** start of PROVIDED MATERIAL **

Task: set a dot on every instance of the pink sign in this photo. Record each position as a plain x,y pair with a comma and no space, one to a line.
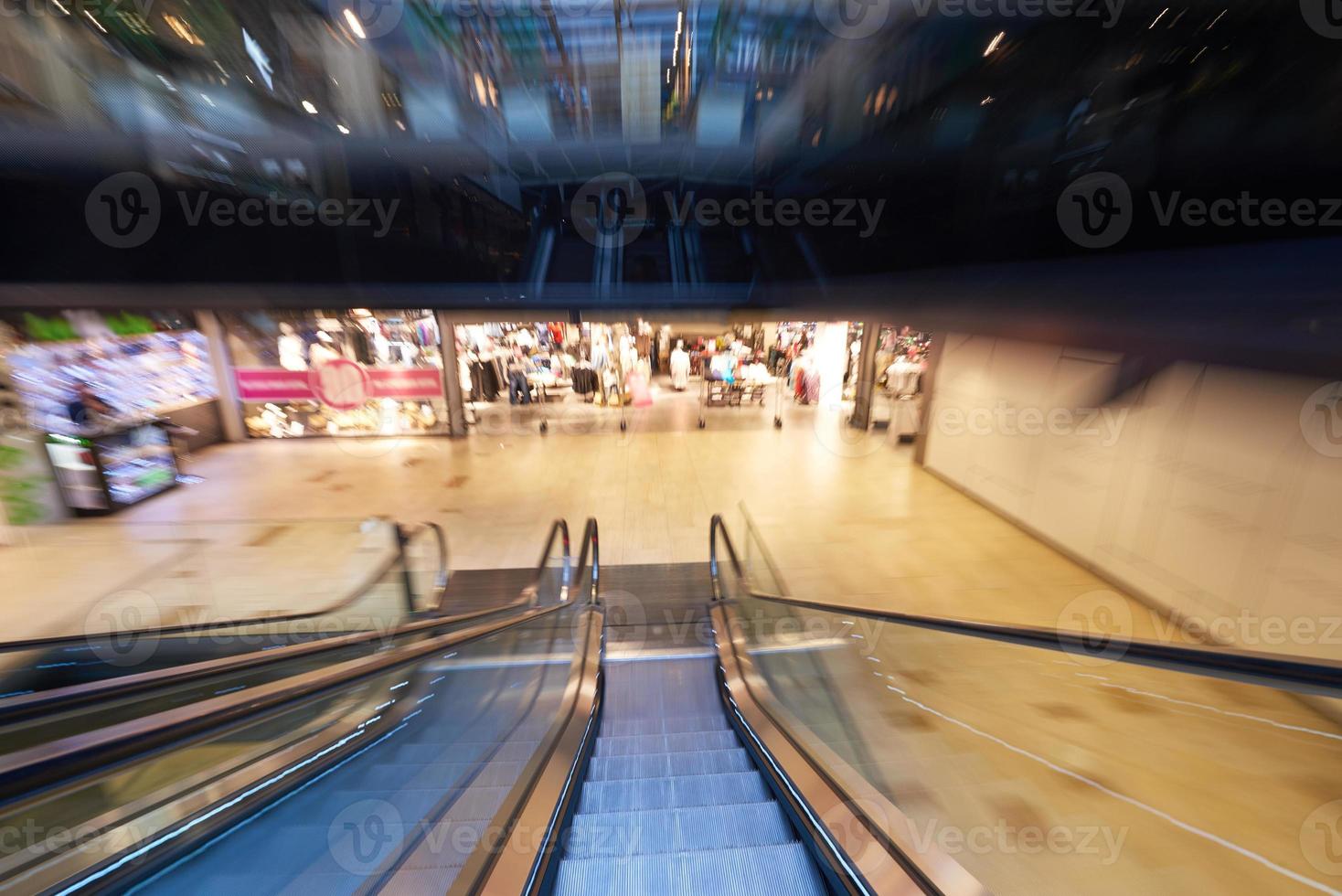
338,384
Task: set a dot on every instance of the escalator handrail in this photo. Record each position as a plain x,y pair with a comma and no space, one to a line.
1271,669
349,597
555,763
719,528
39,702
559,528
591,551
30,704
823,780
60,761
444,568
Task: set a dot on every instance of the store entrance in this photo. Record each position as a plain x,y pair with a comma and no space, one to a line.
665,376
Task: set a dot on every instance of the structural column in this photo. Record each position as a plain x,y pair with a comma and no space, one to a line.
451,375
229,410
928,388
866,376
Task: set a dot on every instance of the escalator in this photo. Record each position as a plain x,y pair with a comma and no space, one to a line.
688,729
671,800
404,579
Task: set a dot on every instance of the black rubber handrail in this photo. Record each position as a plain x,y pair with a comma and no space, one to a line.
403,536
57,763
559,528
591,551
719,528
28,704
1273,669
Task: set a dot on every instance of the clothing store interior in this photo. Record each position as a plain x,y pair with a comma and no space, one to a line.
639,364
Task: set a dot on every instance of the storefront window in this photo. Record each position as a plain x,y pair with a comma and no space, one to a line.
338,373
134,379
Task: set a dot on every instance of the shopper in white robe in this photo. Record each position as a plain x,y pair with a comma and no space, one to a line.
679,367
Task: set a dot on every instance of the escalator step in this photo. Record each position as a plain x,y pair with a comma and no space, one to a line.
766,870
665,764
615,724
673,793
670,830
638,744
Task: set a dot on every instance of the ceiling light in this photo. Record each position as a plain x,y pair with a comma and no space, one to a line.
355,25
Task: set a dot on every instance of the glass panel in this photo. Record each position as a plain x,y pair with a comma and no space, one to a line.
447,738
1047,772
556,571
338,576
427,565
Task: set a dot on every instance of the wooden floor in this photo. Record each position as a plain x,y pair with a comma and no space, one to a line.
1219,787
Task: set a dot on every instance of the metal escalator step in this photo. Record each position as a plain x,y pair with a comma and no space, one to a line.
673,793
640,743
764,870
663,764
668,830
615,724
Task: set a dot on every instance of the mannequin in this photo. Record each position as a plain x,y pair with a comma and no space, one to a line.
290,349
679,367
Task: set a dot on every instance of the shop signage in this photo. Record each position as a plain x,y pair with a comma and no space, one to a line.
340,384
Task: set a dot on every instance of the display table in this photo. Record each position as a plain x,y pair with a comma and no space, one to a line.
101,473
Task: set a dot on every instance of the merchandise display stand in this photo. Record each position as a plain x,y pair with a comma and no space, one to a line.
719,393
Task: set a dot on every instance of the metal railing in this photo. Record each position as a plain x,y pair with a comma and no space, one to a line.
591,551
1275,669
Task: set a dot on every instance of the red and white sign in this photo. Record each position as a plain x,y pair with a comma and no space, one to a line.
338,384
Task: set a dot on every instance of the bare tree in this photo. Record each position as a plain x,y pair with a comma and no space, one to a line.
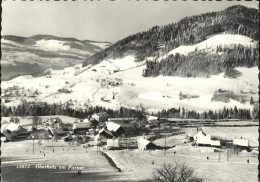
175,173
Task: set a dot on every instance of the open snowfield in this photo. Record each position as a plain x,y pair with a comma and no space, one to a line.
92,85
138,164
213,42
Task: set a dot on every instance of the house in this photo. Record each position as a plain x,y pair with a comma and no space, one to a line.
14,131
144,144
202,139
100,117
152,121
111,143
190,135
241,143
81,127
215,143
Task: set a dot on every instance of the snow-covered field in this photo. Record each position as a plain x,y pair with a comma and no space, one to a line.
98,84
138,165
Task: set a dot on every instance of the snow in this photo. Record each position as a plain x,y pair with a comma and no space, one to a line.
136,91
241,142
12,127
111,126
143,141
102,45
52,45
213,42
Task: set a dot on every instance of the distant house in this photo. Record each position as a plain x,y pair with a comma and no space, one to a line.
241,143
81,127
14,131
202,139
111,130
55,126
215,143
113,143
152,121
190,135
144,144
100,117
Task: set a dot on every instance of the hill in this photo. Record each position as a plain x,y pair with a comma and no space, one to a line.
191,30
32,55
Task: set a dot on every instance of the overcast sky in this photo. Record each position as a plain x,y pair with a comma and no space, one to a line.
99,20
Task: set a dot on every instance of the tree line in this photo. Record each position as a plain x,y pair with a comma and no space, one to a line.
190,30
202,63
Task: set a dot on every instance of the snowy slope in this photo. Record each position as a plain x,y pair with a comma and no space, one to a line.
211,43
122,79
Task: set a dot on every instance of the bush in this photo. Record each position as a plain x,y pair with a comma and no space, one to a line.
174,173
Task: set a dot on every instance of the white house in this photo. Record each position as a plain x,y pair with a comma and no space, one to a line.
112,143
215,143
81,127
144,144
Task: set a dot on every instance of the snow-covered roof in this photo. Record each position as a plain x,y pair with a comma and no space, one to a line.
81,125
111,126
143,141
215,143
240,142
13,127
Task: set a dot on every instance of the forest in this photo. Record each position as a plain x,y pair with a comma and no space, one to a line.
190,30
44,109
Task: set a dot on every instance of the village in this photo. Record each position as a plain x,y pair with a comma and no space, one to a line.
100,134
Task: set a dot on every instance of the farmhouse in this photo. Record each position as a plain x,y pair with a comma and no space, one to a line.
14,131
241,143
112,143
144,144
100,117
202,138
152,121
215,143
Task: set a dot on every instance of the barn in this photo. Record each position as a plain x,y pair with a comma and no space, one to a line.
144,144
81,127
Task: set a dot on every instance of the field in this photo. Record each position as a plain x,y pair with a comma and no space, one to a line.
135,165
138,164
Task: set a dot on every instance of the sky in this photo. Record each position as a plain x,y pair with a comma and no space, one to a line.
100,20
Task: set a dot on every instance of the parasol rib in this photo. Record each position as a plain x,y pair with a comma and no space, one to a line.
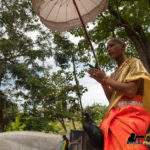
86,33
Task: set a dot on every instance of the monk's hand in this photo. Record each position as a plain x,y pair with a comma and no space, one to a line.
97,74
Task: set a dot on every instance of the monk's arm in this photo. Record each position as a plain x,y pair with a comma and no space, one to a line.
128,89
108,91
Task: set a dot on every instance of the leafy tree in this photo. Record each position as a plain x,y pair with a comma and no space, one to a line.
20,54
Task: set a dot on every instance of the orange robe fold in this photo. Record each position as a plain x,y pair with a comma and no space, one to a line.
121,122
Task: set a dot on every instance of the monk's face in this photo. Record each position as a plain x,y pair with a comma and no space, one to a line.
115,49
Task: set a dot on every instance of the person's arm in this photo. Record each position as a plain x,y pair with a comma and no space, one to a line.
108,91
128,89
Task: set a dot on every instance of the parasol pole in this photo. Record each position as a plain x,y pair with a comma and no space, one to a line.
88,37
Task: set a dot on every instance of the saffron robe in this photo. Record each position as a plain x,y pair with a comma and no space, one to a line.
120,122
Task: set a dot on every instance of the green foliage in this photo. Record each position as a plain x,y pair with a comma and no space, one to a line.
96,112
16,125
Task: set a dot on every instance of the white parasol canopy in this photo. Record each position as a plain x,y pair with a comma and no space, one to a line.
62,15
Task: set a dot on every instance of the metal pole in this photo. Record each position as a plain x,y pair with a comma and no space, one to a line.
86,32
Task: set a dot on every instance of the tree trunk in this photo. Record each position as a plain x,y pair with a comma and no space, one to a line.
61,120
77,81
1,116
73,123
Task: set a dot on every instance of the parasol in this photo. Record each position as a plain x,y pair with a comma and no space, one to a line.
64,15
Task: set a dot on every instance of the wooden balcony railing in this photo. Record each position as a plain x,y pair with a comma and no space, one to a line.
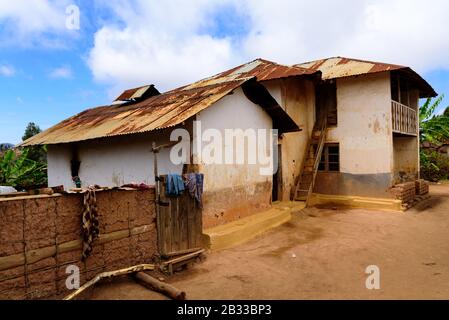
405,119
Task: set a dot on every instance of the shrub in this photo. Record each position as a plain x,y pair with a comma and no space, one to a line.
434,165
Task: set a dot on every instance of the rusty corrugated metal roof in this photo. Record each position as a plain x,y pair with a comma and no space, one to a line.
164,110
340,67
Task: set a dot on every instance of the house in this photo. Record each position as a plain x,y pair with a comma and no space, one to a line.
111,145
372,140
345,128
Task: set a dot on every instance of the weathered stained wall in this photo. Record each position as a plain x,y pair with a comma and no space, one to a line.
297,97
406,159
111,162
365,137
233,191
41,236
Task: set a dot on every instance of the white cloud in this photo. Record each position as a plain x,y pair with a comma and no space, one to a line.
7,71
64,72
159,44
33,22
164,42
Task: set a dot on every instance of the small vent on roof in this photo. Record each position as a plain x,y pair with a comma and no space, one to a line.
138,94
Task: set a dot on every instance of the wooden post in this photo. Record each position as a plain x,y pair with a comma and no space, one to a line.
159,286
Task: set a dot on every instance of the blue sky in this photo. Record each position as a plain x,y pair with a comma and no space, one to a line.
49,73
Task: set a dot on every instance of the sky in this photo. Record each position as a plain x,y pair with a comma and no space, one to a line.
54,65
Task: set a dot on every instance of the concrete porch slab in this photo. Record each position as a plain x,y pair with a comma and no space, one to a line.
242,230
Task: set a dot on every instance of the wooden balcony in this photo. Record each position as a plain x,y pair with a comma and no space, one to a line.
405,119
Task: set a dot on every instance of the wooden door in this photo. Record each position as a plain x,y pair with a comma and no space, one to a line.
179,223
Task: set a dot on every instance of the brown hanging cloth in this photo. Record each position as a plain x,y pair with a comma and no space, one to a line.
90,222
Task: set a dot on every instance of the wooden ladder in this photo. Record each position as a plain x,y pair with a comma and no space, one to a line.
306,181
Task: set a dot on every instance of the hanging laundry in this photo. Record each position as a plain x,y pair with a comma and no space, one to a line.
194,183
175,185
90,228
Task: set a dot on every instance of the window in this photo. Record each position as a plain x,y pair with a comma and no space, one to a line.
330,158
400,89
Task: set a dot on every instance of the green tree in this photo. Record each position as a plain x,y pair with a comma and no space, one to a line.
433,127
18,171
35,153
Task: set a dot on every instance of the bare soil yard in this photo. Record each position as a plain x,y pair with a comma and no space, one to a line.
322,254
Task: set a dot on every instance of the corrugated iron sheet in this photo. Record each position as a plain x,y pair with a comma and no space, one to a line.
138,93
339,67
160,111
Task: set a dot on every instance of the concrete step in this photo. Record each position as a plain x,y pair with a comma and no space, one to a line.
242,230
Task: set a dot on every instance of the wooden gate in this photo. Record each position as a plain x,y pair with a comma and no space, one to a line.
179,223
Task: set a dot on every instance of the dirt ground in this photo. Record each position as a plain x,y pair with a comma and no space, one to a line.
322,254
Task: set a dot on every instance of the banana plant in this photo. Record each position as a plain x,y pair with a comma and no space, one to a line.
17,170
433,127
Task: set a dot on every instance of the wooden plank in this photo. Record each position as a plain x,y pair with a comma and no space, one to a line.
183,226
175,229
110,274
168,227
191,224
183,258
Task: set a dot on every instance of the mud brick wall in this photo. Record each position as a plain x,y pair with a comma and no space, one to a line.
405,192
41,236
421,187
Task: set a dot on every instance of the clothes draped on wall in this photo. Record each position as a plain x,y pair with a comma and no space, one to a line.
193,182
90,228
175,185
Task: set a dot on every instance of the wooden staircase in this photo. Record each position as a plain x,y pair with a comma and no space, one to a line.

** end of PROVIDED MATERIAL **

## YOUR GOAL
Can you give the records as a numbered list, beginning at the line that contains "Task: set a dot on every instance of the mud" and ending with the last line of the records, with blank lines left out?

## FINAL RESULT
1. Task: set a dot on every instance of the mud brick wall in this photo. Record each position as a plain x,y pair with a comma and no space, one to a line.
2. 405,192
3. 41,236
4. 421,187
5. Task: set a dot on every instance of the clothes draped on wall in this photo. Record each position as a plain x,y pair with a comma and no space, one to a line.
6. 193,182
7. 90,228
8. 175,185
9. Task: set a dot on every instance of the wooden staircase in this photo. Record each position as a plain x,y pair with a comma and no space, one to a line.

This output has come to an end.